**EXTRACT**

++++++++++++++++++++

Neal Baer Collection

Thomas Lanigan-Schmidt

Byzantine Neo-Platonic Rectangles #19

1986-93


Aluminum foil, plastic wrap, theater gels, glow-tape, vinyl, linoleum, staples and pipe cleaners on panel

48 x 12 in (121.92 x 30.48 cm)

Image courtesy of the artist and Parker Gallery, Los Angeles

Thomas Lanigan-Schmidt (b. 1948 Elizabeth, NJ) lives and works in New York City. Byzantine Neo-Platonic Rectangles #19 (1986-93) is part of the “Byzantine Panel” series originally exhibited at Holly Solomon Gallery in 1993 and is constructed from meticulously collaged theater gels and colored foils used in underground theater and drag performances.

Thomas Lanigan-Schmidt’s mixed-media constructions, collages, and installations are marked by a trashy opulence concocted from household items and dollar stores. Mimicking Byzantine decoration with cellophane, aluminum foil, tinsel and glitter, Lanigan-Schmidt [] pioneered a maximalist aesthetic in the late 1960s that explored gay sexuality, class struggle, and religion. Mingling high with low, and sacred with profane, Lanigan-Schmidt bucked the reductive tastes of conceptualism and minimalism that dominated his youth, creating a radically decorative practice.

++++++++++++++++++++

**TO DO**
Duplicate the passage of the Lanigan-Schmidt text between "Thomas Lanigan-Schmidt’s mixed-media" and "radically decorative practice.", inclusive. The listing that follows the text is not needed for anything here.

++++++++++++++++++++

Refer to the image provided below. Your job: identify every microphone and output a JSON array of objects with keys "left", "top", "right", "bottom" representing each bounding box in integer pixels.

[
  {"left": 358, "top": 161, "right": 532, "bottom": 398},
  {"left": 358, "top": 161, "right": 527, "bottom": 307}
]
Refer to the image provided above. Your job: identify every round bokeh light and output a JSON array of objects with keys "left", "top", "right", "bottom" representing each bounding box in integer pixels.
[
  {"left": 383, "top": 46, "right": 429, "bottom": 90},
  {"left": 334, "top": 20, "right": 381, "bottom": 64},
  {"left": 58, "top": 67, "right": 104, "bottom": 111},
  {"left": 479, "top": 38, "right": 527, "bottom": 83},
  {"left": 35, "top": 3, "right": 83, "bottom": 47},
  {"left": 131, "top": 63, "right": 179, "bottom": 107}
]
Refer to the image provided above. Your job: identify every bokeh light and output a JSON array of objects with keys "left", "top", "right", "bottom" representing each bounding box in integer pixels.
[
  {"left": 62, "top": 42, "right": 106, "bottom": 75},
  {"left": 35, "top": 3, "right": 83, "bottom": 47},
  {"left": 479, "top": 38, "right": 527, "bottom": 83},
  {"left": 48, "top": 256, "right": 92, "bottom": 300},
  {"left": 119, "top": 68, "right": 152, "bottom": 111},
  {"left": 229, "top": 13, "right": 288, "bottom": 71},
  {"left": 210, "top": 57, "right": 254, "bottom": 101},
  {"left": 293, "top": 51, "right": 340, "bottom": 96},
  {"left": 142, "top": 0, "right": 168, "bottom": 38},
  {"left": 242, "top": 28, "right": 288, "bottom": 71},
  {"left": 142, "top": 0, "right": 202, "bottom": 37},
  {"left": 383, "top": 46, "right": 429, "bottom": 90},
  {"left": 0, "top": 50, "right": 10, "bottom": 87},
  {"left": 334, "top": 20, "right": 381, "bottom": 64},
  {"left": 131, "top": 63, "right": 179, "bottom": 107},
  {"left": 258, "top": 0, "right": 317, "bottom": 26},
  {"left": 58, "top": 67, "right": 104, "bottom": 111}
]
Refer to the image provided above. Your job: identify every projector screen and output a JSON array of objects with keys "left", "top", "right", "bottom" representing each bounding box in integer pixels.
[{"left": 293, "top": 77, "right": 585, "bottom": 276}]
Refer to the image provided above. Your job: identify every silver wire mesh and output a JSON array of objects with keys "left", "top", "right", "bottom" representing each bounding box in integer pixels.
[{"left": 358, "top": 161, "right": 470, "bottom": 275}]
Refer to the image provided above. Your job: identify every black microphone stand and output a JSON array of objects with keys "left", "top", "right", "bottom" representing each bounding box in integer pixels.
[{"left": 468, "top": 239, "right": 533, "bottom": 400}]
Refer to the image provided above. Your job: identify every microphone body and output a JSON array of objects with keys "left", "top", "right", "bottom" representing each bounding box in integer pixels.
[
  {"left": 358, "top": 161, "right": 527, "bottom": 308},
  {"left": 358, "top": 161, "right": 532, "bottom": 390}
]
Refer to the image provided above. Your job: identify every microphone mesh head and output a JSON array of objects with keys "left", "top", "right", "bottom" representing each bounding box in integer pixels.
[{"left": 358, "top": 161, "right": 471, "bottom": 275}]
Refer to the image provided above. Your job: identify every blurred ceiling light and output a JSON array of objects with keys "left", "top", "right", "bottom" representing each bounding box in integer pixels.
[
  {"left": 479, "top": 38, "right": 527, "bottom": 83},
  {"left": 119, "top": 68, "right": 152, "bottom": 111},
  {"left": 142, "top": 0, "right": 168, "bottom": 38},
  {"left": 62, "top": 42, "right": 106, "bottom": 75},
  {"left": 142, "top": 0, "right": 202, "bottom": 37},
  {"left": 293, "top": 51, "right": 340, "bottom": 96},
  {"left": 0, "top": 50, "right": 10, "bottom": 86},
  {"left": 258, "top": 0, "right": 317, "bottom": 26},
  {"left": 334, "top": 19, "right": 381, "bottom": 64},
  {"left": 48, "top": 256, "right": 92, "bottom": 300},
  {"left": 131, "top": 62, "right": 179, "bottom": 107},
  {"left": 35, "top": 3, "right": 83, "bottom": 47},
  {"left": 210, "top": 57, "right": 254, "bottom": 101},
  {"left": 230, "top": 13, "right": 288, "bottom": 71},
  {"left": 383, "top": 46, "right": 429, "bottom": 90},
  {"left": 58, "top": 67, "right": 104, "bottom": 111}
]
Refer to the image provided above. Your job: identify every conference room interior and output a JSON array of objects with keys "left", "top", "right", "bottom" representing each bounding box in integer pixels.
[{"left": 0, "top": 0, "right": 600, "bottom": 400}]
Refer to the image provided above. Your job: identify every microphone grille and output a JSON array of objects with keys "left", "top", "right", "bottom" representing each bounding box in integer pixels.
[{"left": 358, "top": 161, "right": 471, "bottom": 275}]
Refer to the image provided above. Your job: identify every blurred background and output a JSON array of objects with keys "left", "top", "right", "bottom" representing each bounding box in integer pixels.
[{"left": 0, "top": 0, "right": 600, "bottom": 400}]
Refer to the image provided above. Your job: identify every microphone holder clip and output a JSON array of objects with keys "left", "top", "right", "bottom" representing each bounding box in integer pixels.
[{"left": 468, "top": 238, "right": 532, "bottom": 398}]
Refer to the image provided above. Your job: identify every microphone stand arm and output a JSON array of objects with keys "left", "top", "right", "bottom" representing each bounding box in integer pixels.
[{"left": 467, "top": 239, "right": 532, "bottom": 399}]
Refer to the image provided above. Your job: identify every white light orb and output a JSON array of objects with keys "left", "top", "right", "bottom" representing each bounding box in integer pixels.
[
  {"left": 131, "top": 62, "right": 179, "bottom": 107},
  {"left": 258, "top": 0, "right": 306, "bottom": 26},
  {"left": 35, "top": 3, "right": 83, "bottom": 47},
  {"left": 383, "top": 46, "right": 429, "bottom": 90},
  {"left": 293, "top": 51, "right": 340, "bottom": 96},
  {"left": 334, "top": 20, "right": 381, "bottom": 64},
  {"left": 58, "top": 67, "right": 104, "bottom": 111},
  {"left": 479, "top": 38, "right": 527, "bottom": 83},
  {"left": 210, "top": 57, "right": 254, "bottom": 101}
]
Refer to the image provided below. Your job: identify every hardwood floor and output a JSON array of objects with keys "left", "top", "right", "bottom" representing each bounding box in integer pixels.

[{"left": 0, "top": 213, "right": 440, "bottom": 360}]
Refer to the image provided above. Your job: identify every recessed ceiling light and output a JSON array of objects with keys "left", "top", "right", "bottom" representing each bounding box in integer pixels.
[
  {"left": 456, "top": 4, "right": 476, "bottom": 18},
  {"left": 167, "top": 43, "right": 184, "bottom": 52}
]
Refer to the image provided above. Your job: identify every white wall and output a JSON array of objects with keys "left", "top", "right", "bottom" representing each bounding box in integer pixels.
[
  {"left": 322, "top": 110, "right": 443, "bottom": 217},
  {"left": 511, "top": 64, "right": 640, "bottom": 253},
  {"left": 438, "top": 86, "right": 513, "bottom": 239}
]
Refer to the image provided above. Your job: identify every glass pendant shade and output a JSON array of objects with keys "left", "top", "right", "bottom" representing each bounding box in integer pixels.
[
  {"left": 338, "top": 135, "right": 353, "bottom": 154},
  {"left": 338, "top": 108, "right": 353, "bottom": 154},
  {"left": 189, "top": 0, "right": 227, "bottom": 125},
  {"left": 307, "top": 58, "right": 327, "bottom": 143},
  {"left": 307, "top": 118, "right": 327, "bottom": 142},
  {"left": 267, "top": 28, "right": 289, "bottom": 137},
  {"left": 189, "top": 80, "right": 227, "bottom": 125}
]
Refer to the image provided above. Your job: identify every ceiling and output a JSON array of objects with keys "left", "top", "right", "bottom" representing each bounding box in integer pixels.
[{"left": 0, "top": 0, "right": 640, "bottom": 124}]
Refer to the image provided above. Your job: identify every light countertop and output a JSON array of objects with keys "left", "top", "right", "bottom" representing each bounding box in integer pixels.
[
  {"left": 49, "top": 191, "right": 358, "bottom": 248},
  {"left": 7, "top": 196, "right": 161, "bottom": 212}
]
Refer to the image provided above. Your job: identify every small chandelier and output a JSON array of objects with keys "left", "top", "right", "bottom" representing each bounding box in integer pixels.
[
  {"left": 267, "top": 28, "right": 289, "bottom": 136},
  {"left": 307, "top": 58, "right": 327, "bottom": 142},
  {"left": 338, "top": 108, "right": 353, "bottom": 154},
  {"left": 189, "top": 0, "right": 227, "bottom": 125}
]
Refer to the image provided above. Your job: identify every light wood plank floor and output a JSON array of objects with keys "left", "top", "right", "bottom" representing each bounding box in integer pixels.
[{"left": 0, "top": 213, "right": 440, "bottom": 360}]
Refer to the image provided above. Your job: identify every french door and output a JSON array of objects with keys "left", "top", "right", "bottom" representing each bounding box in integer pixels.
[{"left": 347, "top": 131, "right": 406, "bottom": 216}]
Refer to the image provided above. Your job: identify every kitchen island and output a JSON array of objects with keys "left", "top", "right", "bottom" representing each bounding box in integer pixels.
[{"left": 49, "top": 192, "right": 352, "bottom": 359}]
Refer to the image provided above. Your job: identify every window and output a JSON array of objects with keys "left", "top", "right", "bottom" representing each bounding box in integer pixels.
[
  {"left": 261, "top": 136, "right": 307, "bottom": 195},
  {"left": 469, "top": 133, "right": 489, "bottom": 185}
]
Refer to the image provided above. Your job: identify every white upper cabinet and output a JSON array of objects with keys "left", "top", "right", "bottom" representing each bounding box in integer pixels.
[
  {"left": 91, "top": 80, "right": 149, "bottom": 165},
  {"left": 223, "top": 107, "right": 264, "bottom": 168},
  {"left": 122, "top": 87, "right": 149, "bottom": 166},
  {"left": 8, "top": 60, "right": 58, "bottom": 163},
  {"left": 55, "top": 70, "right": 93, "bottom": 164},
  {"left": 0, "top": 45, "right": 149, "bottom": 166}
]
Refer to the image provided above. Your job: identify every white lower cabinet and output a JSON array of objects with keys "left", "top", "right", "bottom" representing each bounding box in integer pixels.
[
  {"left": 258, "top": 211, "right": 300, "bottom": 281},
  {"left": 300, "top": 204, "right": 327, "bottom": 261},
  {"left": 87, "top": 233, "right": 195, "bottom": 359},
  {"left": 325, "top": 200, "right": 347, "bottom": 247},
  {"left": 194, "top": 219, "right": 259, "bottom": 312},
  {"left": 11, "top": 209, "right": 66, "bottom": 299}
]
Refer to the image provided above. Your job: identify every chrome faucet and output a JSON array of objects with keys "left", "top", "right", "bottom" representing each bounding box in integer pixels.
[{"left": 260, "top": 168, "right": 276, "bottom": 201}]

++++++++++++++++++++

**OUTPUT FOR THIS EXERCISE**
Thomas Lanigan-Schmidt’s mixed-media constructions, collages, and installations are marked by a trashy opulence concocted from household items and dollar stores. Mimicking Byzantine decoration with cellophane, aluminum foil, tinsel and glitter, Lanigan-Schmidt [] pioneered a maximalist aesthetic in the late 1960s that explored gay sexuality, class struggle, and religion. Mingling high with low, and sacred with profane, Lanigan-Schmidt bucked the reductive tastes of conceptualism and minimalism that dominated his youth, creating a radically decorative practice.